- Material for this task
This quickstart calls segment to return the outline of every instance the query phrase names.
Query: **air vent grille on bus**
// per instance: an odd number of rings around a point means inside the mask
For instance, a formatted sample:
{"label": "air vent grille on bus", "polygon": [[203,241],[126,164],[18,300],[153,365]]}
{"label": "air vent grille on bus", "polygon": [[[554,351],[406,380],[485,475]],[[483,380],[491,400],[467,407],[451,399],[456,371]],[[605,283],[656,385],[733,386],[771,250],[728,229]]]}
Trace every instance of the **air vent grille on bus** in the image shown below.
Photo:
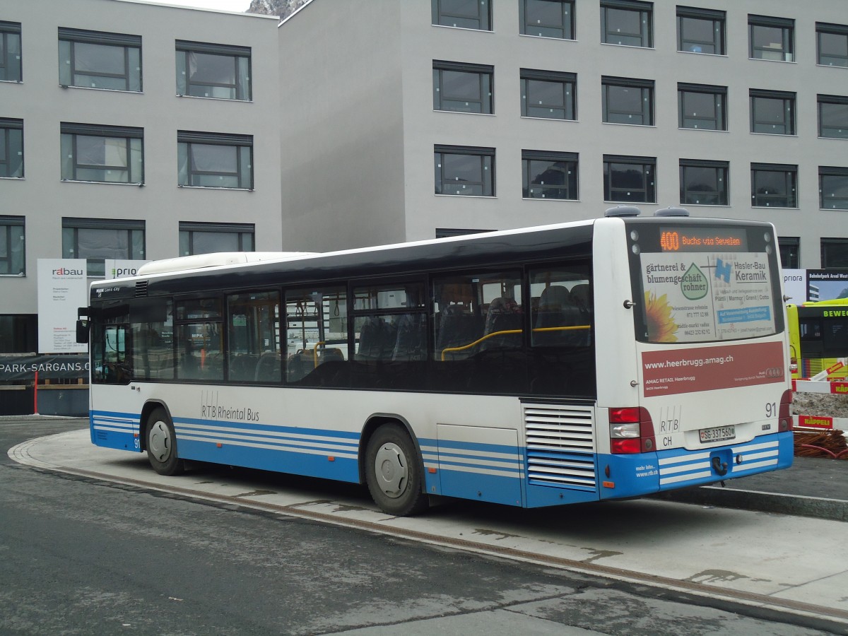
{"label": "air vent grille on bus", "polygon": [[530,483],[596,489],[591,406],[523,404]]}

- Task details
Update the rows above so that every "quickstart" becomes "walkthrough", and leave everything else as it is. Omit the pictures from your answer.

- Output for this task
This walkthrough calls segment to return the outline of every instance the query phrase names.
Query: **air vent grille on bus**
// per instance: an odd number of rings around a point means inside the mask
For instance, a formatted sample:
{"label": "air vent grille on bus", "polygon": [[203,241],[126,164],[18,300],[153,365]]}
{"label": "air vent grille on bus", "polygon": [[[554,351],[406,380],[485,475]],[[483,380],[491,400],[467,407],[451,399],[456,371]],[[605,283],[656,385],[733,386],[771,250],[728,229]]]}
Trace every instance of the **air vent grille on bus** in the image shown below.
Photo:
{"label": "air vent grille on bus", "polygon": [[530,483],[596,489],[591,406],[523,404]]}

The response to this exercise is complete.